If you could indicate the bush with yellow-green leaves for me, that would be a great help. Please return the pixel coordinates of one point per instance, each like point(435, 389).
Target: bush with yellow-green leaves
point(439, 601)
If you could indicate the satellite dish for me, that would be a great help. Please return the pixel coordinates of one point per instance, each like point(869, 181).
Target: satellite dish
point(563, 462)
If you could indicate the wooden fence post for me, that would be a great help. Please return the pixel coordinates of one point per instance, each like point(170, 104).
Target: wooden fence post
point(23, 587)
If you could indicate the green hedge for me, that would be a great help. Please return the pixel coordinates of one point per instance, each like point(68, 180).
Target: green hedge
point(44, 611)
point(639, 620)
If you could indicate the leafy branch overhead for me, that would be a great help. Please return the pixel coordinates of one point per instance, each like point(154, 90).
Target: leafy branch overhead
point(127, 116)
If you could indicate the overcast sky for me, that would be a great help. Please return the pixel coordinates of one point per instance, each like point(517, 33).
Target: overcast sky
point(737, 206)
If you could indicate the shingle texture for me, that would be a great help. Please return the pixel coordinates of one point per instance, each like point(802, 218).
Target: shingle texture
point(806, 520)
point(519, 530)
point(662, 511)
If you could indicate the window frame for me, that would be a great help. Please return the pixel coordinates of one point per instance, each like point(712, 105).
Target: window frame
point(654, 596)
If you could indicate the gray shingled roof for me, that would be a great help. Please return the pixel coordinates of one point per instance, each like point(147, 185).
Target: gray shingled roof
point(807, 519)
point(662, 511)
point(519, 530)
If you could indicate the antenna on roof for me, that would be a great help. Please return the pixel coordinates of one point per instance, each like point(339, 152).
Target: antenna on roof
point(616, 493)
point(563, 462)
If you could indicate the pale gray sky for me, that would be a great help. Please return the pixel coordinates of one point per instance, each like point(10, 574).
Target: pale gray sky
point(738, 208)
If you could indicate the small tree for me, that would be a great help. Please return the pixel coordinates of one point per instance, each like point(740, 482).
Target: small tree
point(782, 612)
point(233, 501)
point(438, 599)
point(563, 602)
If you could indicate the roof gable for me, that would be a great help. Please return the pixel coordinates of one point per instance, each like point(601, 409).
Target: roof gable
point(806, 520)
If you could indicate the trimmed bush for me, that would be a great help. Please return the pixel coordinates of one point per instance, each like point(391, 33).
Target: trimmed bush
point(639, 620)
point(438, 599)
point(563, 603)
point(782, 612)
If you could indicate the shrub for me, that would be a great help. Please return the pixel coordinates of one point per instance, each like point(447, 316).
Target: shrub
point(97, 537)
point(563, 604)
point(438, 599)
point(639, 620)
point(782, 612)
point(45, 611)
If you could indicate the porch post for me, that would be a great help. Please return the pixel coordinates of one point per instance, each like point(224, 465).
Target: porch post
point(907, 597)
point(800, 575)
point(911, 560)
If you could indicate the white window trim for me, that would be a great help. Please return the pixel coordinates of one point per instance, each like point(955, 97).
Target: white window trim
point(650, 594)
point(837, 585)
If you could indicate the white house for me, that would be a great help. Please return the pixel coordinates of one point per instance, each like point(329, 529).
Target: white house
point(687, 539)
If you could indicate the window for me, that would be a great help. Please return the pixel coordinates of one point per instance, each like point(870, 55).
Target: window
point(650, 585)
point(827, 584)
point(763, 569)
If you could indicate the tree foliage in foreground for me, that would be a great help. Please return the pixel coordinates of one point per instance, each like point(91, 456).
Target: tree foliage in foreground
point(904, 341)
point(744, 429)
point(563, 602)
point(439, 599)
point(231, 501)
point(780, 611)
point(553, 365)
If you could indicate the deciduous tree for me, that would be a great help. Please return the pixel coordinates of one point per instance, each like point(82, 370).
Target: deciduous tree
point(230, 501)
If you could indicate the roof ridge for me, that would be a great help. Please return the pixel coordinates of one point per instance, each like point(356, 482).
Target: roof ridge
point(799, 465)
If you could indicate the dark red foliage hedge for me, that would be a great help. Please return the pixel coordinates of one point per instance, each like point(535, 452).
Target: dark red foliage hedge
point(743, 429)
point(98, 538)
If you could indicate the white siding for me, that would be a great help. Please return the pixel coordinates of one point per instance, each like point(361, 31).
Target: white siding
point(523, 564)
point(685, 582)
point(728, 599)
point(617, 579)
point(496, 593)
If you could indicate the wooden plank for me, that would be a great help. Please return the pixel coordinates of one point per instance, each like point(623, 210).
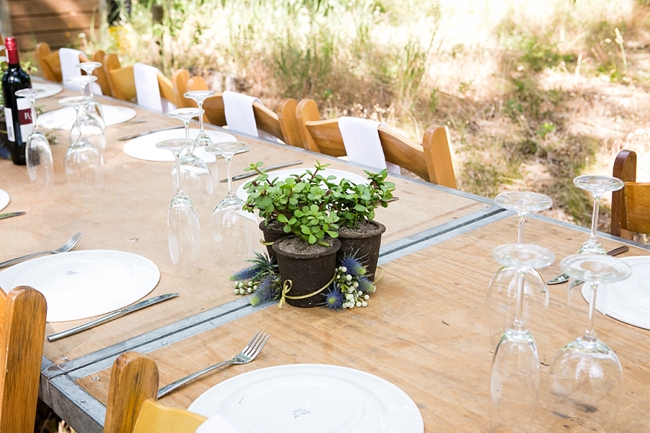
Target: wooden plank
point(56, 23)
point(130, 215)
point(49, 7)
point(425, 331)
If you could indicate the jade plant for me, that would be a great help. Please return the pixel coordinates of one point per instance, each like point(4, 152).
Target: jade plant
point(355, 203)
point(301, 202)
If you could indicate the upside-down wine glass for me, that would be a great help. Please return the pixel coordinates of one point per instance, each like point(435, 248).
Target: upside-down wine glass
point(233, 230)
point(183, 229)
point(597, 185)
point(90, 125)
point(94, 107)
point(514, 377)
point(38, 155)
point(502, 290)
point(586, 378)
point(83, 162)
point(194, 171)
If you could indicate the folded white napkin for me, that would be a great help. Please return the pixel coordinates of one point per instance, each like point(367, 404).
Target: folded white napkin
point(216, 424)
point(362, 144)
point(239, 112)
point(69, 59)
point(147, 89)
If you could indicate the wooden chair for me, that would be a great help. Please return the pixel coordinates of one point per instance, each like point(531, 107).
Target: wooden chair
point(430, 160)
point(631, 205)
point(122, 82)
point(22, 317)
point(281, 124)
point(132, 405)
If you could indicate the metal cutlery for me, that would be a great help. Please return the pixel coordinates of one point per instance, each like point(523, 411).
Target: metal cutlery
point(252, 349)
point(112, 316)
point(10, 214)
point(563, 278)
point(254, 173)
point(64, 249)
point(142, 134)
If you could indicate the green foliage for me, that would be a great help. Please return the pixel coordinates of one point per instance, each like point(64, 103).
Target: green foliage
point(301, 203)
point(356, 203)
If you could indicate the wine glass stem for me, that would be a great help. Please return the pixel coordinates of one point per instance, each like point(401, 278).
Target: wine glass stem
point(187, 128)
point(228, 159)
point(32, 100)
point(520, 228)
point(177, 157)
point(594, 217)
point(200, 104)
point(518, 322)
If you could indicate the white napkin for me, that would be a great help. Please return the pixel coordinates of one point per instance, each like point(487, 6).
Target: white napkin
point(69, 59)
point(362, 144)
point(147, 89)
point(239, 112)
point(216, 424)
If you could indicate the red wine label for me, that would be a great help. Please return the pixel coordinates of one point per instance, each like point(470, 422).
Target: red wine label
point(24, 119)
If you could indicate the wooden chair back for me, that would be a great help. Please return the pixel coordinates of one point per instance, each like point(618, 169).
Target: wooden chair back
point(631, 205)
point(48, 62)
point(430, 160)
point(120, 80)
point(180, 78)
point(22, 317)
point(132, 406)
point(282, 124)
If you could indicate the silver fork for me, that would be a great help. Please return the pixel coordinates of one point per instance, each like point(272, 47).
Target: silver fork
point(252, 349)
point(64, 249)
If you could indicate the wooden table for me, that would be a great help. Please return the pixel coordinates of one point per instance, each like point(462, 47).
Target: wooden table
point(129, 214)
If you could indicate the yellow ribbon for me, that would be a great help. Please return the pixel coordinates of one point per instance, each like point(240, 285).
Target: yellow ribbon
point(286, 288)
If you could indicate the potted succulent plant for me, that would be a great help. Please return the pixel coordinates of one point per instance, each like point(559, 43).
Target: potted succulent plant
point(301, 204)
point(355, 205)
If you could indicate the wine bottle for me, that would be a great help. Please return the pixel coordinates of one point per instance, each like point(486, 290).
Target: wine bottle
point(18, 111)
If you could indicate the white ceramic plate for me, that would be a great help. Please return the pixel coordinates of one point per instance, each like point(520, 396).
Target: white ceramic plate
point(82, 284)
point(63, 118)
point(311, 398)
point(4, 199)
point(50, 89)
point(145, 147)
point(629, 300)
point(283, 174)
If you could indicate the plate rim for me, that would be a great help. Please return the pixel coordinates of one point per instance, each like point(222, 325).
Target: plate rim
point(418, 424)
point(623, 317)
point(145, 261)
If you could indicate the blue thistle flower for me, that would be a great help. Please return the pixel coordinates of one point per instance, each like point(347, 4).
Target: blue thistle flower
point(365, 285)
point(266, 292)
point(334, 299)
point(353, 266)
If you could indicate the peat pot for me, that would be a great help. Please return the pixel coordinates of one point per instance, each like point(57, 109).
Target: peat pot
point(364, 242)
point(308, 267)
point(272, 232)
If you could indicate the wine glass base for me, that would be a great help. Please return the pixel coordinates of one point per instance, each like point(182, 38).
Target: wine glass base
point(577, 425)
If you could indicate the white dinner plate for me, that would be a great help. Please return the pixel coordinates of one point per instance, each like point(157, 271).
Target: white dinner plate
point(629, 300)
point(50, 89)
point(283, 174)
point(82, 284)
point(4, 199)
point(145, 147)
point(311, 398)
point(63, 118)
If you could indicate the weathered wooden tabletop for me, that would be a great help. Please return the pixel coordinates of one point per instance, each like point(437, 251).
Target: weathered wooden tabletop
point(129, 214)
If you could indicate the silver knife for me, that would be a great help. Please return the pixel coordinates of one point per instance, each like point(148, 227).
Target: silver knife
point(112, 316)
point(254, 173)
point(564, 277)
point(142, 134)
point(10, 214)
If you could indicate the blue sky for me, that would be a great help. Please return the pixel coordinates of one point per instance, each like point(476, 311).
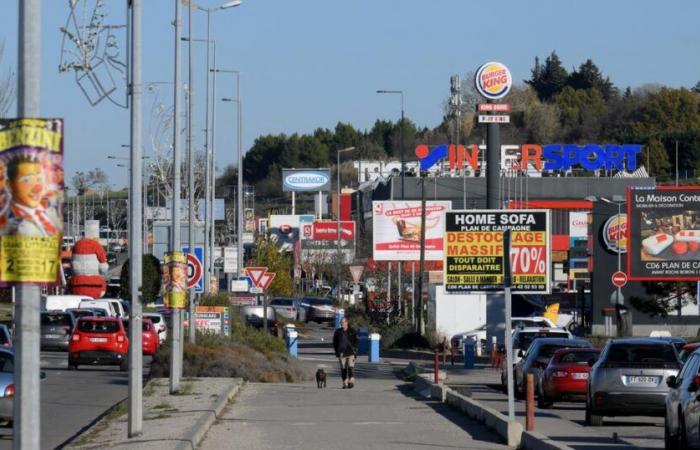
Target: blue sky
point(312, 63)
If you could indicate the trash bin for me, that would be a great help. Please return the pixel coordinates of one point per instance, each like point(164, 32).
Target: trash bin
point(373, 356)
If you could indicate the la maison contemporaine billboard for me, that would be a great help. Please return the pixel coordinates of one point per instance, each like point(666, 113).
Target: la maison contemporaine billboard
point(664, 233)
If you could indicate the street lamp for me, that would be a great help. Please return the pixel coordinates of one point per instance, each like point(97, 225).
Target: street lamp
point(337, 218)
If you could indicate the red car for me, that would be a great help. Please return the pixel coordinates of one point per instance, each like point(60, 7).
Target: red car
point(566, 376)
point(149, 339)
point(98, 341)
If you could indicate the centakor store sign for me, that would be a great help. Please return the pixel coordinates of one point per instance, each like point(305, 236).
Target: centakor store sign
point(474, 250)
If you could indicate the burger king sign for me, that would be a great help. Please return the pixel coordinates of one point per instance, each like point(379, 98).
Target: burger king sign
point(493, 80)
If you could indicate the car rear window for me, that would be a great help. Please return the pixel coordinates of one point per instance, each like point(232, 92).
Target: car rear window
point(94, 326)
point(60, 320)
point(578, 357)
point(641, 355)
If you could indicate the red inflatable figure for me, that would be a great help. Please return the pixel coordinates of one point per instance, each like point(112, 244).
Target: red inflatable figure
point(89, 267)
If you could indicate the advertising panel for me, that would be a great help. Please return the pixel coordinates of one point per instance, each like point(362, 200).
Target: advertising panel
point(663, 235)
point(474, 250)
point(396, 228)
point(306, 180)
point(31, 200)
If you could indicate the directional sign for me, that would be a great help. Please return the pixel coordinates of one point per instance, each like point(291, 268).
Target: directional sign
point(619, 279)
point(195, 271)
point(266, 280)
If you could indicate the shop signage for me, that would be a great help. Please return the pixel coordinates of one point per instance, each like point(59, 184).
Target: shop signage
point(474, 250)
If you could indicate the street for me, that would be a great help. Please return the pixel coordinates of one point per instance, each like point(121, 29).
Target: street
point(72, 400)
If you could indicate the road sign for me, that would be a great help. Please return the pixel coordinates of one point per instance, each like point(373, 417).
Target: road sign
point(619, 279)
point(356, 272)
point(266, 280)
point(256, 274)
point(494, 119)
point(195, 271)
point(493, 107)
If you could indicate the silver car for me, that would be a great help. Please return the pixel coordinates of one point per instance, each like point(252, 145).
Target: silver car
point(682, 424)
point(629, 379)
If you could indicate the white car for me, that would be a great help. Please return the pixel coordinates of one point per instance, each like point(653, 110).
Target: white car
point(158, 322)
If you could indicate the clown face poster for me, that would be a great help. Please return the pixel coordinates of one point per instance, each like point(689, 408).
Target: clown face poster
point(31, 200)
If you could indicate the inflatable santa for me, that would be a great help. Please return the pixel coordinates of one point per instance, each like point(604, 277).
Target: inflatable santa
point(89, 266)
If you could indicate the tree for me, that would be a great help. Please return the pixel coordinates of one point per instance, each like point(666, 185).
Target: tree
point(548, 79)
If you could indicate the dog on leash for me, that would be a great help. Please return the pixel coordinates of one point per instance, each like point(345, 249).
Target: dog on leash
point(320, 378)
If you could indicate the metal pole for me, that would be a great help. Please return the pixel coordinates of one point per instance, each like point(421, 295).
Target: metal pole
point(176, 340)
point(26, 377)
point(135, 231)
point(190, 170)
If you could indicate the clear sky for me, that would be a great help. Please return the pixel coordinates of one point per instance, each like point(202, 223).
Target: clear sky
point(311, 63)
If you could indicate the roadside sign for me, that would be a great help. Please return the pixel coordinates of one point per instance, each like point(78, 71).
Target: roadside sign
point(356, 272)
point(494, 119)
point(266, 280)
point(493, 107)
point(619, 279)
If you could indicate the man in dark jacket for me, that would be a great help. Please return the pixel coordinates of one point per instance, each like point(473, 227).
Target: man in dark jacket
point(345, 345)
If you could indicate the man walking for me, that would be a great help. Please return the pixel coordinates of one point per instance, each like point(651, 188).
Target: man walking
point(345, 345)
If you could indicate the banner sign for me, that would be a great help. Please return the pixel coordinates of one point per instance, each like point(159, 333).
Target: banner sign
point(175, 280)
point(474, 250)
point(306, 180)
point(31, 200)
point(396, 228)
point(663, 233)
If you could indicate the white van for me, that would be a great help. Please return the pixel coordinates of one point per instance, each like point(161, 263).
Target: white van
point(62, 302)
point(99, 303)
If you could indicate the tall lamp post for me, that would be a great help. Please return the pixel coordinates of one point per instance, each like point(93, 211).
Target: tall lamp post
point(339, 272)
——————————
Work required ::
Start at the first line of the entries and stop at the line with "If you could indicate the shingle". Retype each of those lines exactly, both ends included.

Answer to this exercise ::
If you could indicate the bush with yellow-green leaves for me, that would be a great help. Please return the pixel coordinates of one point per instance, each like point(435, 389).
Target: bush with yellow-green leaves
point(439, 601)
If you could indicate the satellite dish for me, that would be a great help. Please return the pixel coordinates of one point per instance, each like point(869, 181).
Target: satellite dish
point(563, 462)
If you could indicate the wooden fence post for me, that would be a great help. Please return the pixel coordinates of one point per instance, each like point(170, 104).
Target: wooden fence post
point(23, 587)
If you could indicate the green hedge for me, that would be a great help. Please return the pixel coordinates of one point per instance, each like point(68, 180).
Target: green hedge
point(44, 611)
point(639, 620)
If you could indicate the leafy branch overhead for me, that would be a great help. Please return the pixel coordinates of one point per instance, each like point(154, 90).
Target: leafy branch overhead
point(127, 116)
If you could indicate the overcast sky for me, that would be a great help. Please return the pixel coordinates of one point per instance, each like point(517, 33).
Target: overcast sky
point(737, 206)
If you could indicate the shingle texture for me, that would be a great help. Please return the pixel coordinates of one point per instance, each like point(802, 218).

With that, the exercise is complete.